* Start *

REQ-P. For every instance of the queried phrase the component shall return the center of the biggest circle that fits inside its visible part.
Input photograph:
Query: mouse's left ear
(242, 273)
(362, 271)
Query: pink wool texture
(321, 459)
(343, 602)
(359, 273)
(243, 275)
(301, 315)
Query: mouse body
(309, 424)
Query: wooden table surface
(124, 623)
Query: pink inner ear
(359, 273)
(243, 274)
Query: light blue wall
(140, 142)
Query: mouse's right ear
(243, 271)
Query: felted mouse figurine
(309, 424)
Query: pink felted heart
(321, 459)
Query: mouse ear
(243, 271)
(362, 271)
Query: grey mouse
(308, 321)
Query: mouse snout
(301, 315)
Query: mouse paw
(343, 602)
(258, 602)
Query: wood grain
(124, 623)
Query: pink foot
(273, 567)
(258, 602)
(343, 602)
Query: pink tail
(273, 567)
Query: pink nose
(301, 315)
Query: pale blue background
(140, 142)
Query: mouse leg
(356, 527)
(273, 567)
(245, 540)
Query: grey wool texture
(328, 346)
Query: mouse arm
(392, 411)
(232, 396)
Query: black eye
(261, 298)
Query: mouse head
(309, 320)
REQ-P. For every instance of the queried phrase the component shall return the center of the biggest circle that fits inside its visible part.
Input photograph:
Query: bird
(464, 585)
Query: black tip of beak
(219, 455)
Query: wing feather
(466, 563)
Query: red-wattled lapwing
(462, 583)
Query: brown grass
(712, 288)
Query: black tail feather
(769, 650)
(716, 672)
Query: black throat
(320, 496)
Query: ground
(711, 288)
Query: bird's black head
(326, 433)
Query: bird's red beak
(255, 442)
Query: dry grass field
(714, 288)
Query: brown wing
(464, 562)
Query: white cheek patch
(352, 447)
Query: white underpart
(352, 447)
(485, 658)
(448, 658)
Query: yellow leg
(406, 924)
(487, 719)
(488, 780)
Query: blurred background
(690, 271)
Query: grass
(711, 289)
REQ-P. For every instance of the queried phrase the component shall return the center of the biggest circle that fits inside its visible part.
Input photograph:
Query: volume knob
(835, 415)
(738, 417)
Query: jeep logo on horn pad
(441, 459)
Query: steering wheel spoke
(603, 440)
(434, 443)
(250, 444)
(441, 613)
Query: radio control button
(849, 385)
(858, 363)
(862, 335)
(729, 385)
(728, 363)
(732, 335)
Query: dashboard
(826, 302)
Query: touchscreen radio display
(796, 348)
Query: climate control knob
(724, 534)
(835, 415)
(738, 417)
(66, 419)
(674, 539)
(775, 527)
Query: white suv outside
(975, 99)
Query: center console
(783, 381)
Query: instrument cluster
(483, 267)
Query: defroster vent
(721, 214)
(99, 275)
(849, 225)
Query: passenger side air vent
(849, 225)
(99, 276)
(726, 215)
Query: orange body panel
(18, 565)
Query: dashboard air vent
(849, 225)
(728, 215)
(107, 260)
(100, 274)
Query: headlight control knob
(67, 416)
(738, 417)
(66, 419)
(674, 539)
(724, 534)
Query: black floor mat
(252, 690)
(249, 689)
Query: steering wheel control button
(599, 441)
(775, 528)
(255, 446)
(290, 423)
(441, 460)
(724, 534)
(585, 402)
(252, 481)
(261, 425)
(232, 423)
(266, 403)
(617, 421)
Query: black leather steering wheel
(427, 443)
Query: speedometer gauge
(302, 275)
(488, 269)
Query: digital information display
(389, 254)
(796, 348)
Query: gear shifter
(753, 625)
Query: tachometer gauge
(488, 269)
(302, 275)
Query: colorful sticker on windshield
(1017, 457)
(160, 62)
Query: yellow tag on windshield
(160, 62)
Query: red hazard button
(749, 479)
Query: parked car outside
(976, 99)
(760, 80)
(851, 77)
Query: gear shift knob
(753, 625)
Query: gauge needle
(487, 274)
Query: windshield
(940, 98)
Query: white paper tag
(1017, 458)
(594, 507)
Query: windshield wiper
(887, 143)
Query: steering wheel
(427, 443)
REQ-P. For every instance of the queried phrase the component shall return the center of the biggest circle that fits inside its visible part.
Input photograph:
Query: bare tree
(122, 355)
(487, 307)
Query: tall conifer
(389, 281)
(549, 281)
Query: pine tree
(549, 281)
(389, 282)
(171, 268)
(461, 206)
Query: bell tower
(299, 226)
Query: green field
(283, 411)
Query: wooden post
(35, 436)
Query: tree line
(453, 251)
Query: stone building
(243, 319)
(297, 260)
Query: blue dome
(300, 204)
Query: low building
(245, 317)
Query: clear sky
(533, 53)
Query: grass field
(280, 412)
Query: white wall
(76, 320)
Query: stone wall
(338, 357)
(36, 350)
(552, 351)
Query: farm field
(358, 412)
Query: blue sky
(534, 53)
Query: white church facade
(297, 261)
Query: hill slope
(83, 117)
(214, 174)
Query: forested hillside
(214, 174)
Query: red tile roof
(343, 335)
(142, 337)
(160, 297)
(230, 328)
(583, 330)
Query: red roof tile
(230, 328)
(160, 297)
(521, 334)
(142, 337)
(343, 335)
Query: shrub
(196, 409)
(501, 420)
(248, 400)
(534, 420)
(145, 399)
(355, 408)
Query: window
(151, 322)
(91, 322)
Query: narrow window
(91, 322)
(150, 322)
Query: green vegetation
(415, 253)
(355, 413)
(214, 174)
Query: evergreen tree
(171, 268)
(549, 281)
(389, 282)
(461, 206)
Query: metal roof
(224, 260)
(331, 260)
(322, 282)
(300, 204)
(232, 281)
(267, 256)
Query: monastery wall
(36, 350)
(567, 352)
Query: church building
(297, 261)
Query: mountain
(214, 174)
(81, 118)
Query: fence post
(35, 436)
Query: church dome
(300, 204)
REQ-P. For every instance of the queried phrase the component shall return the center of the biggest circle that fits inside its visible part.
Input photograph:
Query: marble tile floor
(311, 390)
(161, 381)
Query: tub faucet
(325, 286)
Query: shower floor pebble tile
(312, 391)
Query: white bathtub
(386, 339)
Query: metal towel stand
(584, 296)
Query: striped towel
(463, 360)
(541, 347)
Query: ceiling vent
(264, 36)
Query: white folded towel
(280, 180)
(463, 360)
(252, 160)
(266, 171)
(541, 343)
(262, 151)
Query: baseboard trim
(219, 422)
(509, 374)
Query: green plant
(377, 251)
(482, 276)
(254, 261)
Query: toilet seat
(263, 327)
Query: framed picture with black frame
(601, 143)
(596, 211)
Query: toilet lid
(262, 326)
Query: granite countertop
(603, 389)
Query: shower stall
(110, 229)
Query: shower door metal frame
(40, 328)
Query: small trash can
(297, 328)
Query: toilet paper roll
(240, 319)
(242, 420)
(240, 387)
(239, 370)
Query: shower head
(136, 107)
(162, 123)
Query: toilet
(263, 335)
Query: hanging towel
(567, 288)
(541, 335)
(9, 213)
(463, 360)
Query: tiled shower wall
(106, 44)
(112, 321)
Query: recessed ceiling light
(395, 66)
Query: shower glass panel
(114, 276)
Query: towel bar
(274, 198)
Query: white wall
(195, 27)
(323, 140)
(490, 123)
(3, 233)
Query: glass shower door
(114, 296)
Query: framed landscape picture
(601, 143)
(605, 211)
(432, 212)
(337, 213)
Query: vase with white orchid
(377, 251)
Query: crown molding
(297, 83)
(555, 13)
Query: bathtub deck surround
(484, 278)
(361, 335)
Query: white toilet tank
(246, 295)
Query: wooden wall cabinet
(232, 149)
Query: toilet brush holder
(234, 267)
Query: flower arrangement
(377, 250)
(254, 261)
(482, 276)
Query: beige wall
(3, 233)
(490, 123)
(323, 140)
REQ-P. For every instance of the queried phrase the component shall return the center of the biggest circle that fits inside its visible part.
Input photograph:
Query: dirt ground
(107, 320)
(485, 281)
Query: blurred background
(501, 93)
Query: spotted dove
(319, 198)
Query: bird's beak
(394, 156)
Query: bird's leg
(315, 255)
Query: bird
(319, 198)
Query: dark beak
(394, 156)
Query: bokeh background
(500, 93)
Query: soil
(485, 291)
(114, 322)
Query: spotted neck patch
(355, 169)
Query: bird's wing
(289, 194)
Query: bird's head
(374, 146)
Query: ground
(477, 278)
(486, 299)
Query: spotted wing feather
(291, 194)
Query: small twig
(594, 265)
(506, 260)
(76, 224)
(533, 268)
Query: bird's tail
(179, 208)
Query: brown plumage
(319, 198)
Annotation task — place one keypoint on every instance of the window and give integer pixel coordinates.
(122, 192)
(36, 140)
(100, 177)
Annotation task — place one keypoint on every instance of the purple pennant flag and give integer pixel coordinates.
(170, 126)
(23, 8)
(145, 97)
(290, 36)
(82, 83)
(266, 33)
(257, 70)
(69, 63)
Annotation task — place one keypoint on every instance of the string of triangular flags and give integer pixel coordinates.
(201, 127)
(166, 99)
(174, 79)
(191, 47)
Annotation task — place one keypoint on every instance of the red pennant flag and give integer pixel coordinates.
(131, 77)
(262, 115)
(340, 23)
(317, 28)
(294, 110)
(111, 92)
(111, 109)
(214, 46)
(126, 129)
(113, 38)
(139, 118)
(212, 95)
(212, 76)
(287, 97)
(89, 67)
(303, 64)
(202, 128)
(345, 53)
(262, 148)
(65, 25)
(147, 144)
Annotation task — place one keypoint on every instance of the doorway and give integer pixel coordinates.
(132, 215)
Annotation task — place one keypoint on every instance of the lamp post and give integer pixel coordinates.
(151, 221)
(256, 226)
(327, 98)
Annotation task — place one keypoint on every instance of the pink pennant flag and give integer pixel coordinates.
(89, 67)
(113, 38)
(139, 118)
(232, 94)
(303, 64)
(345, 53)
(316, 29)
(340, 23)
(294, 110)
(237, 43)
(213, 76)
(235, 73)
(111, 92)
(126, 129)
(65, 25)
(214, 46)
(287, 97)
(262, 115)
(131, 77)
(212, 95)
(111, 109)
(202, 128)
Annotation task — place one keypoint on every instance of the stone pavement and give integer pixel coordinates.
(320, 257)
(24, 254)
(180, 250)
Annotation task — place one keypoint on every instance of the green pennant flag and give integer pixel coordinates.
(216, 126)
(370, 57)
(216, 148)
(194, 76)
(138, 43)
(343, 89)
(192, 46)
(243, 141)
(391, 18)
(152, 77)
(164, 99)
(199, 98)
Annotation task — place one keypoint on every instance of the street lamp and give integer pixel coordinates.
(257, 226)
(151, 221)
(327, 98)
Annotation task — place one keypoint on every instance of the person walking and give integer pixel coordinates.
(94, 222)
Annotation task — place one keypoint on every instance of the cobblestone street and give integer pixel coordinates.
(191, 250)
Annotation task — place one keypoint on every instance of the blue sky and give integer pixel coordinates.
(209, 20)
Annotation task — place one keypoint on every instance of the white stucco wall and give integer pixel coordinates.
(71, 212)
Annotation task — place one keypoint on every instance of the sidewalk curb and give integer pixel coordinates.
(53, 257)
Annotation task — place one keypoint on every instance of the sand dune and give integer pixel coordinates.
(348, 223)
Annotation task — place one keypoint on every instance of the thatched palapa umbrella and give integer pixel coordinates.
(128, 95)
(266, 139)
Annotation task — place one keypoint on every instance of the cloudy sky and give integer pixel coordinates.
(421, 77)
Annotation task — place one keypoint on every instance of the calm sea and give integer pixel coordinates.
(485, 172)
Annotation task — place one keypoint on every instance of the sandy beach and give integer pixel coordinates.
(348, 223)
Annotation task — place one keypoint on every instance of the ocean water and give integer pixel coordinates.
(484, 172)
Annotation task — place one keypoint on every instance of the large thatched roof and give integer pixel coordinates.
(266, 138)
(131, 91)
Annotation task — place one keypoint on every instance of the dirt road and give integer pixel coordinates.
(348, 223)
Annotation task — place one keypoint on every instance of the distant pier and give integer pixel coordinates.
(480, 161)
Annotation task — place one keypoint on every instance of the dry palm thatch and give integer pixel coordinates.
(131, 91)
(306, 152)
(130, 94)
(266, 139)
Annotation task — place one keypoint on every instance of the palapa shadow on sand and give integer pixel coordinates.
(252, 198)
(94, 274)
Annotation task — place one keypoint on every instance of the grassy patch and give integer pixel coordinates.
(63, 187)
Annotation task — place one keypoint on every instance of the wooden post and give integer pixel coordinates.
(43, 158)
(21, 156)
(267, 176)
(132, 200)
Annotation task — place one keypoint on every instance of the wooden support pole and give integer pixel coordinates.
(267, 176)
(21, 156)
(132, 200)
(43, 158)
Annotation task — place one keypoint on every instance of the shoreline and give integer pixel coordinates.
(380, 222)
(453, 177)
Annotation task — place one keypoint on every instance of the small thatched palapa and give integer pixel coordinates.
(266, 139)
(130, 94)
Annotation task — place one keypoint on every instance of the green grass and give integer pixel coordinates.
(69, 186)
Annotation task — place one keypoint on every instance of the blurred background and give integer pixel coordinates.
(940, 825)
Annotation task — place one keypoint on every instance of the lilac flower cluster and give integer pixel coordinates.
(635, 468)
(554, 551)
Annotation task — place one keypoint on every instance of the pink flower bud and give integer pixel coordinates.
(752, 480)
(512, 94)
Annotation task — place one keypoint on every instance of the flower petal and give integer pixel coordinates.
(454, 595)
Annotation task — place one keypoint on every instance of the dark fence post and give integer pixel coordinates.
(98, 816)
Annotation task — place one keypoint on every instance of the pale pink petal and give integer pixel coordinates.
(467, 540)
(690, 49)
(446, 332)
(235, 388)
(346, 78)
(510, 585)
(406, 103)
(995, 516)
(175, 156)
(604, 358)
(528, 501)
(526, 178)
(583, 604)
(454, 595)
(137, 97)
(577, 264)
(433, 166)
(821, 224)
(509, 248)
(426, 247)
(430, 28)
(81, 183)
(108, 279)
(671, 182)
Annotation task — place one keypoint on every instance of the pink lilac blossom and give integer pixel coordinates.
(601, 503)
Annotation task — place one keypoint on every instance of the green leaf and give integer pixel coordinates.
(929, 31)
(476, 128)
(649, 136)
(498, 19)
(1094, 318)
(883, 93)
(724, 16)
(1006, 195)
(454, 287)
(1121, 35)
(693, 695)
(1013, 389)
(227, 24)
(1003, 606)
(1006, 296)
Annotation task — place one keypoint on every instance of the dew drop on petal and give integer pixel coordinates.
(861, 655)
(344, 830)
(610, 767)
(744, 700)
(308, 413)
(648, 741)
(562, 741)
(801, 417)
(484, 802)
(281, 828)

* End *

→ Do this: Give exactly the lines from the one with "blossom and give integer pixel coordinates." to the end of the entries, nothing before them.

→ Expected answer:
Annotation task — place one keypoint on every instance of the pink lilac blossom and give integer pixel coordinates.
(601, 503)
Annotation task — place one keypoint on every instance of the green leaf and give integer pixel coordinates.
(929, 31)
(476, 128)
(649, 136)
(498, 19)
(1094, 318)
(883, 93)
(724, 16)
(1006, 195)
(454, 287)
(1121, 35)
(693, 695)
(1013, 389)
(227, 24)
(1003, 606)
(1006, 296)
Annotation task — place one keypoint on every instance of the dew drop on petal and give integer pixel coordinates.
(861, 655)
(344, 830)
(610, 767)
(744, 700)
(308, 413)
(648, 741)
(562, 741)
(801, 417)
(484, 802)
(281, 828)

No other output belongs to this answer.